*** Opening of Data to examine ***
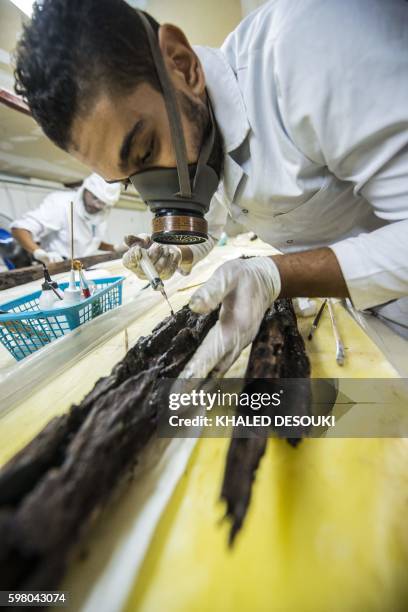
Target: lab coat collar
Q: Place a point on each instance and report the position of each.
(230, 114)
(226, 97)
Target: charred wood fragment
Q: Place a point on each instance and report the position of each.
(278, 352)
(50, 490)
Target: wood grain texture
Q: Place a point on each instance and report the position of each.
(51, 490)
(278, 352)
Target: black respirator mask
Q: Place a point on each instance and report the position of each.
(178, 197)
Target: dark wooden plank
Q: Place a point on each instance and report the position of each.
(277, 352)
(52, 489)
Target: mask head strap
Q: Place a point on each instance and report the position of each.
(172, 108)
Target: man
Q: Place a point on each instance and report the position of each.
(310, 100)
(45, 231)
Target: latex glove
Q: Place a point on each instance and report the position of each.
(165, 257)
(245, 288)
(47, 257)
(120, 248)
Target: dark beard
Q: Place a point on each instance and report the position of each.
(198, 115)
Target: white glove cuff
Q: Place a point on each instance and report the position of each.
(271, 275)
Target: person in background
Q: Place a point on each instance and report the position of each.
(45, 232)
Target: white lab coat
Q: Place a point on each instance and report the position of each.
(312, 100)
(50, 226)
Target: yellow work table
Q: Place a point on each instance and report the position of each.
(326, 527)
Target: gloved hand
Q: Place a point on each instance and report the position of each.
(120, 248)
(165, 257)
(47, 257)
(245, 288)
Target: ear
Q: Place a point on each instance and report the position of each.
(180, 58)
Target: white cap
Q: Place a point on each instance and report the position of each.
(106, 192)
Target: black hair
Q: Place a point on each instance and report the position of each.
(73, 49)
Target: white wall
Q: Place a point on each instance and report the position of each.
(16, 199)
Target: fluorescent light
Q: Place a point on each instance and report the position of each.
(26, 6)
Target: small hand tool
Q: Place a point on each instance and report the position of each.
(316, 320)
(340, 354)
(153, 277)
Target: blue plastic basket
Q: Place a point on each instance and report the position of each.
(25, 328)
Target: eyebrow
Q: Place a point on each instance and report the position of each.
(127, 144)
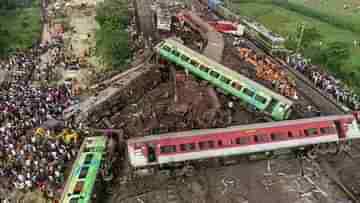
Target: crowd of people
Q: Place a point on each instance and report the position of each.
(325, 82)
(28, 161)
(266, 70)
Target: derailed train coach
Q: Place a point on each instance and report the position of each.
(271, 42)
(321, 133)
(252, 93)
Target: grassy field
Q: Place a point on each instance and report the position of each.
(283, 20)
(23, 27)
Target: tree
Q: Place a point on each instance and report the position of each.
(112, 41)
(309, 35)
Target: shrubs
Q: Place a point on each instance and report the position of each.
(112, 41)
(20, 28)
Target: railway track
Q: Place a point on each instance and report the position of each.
(333, 175)
(324, 103)
(308, 94)
(318, 99)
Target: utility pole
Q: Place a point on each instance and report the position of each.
(302, 28)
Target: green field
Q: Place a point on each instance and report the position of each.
(334, 23)
(20, 28)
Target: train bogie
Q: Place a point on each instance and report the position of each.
(238, 140)
(252, 93)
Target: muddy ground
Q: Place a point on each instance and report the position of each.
(247, 182)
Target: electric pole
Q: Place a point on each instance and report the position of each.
(302, 28)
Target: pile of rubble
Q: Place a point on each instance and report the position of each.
(267, 70)
(194, 106)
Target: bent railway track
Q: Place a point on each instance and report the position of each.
(327, 105)
(215, 41)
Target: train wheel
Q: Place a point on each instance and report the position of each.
(312, 153)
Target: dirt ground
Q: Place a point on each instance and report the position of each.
(246, 182)
(195, 106)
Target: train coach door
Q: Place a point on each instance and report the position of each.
(271, 106)
(151, 148)
(339, 129)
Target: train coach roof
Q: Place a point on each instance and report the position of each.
(227, 71)
(206, 132)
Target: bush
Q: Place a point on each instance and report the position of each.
(20, 28)
(112, 41)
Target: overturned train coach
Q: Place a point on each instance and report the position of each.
(187, 146)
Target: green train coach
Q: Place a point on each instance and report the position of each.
(80, 184)
(254, 94)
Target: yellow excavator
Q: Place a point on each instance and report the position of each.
(67, 135)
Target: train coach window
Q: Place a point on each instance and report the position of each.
(187, 147)
(74, 200)
(194, 63)
(214, 74)
(78, 187)
(261, 138)
(225, 80)
(175, 53)
(83, 172)
(327, 130)
(242, 140)
(277, 136)
(206, 145)
(236, 86)
(168, 149)
(260, 99)
(311, 132)
(204, 68)
(88, 158)
(167, 48)
(248, 92)
(185, 58)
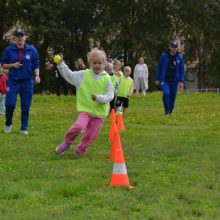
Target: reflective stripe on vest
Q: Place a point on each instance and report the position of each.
(125, 86)
(88, 87)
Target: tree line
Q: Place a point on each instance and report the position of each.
(124, 29)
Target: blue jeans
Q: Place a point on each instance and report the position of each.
(25, 90)
(169, 96)
(2, 104)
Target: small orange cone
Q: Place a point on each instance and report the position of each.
(112, 115)
(113, 128)
(119, 173)
(116, 143)
(120, 123)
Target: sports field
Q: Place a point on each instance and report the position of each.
(172, 162)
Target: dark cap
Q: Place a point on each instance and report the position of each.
(19, 31)
(173, 44)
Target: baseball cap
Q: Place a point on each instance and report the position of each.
(174, 44)
(19, 31)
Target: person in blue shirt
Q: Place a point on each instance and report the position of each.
(170, 75)
(22, 60)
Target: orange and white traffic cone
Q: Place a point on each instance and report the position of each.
(112, 115)
(119, 174)
(113, 129)
(120, 123)
(116, 143)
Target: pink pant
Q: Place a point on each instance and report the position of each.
(92, 127)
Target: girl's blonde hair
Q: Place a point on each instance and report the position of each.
(96, 52)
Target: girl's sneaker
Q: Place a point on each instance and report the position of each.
(8, 129)
(23, 132)
(62, 148)
(77, 155)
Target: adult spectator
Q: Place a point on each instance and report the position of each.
(22, 60)
(170, 75)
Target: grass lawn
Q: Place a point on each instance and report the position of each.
(172, 162)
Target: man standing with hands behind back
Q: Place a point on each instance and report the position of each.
(170, 74)
(22, 60)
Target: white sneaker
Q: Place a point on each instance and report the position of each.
(8, 129)
(22, 132)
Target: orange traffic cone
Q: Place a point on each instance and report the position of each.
(119, 174)
(113, 128)
(112, 115)
(116, 143)
(120, 123)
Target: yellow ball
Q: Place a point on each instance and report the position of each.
(57, 59)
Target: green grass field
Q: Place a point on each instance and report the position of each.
(172, 162)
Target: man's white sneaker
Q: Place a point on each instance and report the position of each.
(22, 132)
(8, 129)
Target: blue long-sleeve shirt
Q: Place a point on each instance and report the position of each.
(28, 58)
(162, 68)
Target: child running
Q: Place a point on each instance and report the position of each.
(117, 68)
(115, 83)
(94, 92)
(125, 90)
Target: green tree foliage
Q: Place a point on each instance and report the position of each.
(125, 29)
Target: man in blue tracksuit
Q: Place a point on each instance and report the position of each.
(22, 61)
(170, 74)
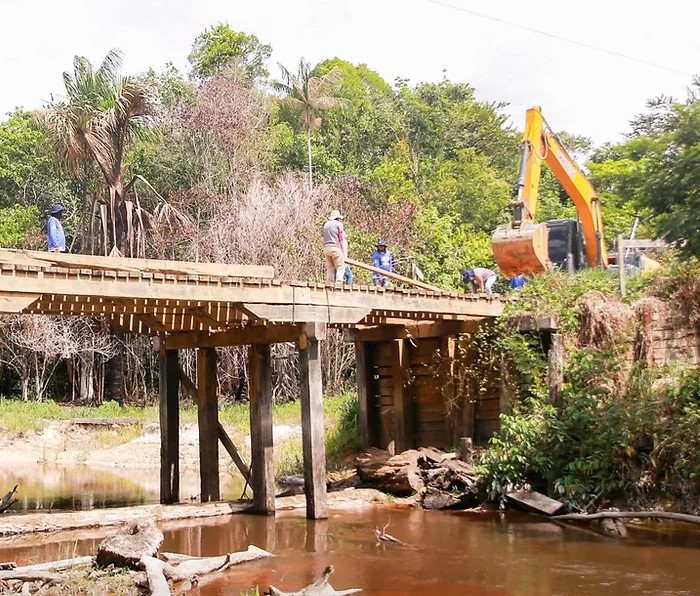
*** Close of Data to examine ***
*Required work*:
Print the lines above from the one with "Target: bent railway track" through the one with "Target: yellow excavator", both included, exactly as written and nothing more.

*Exercise result*:
Target: bent railway track
Q: Place a point on each instance and report the position of each.
(327, 105)
(215, 41)
Target: train wheel
Q: Place a point on each instance and report the position of each.
(312, 153)
Target: dirt ground
Q: Place a point on each instance and report the position of each.
(246, 182)
(195, 106)
Target: train coach door
Q: Place a point on each instance and report the position of each.
(271, 106)
(151, 148)
(339, 129)
Target: train coach roof
Q: Place a point on each instance and report the position of each.
(227, 71)
(206, 132)
Target: bush
Q: Place a point on each instance and report the position of each.
(20, 28)
(112, 41)
Target: overturned train coach
Q: Place a point on each instance and report the position of each.
(187, 146)
Target: green train coach
Q: Place a point on each instance and report the position of each.
(80, 184)
(254, 94)
Target: yellow excavator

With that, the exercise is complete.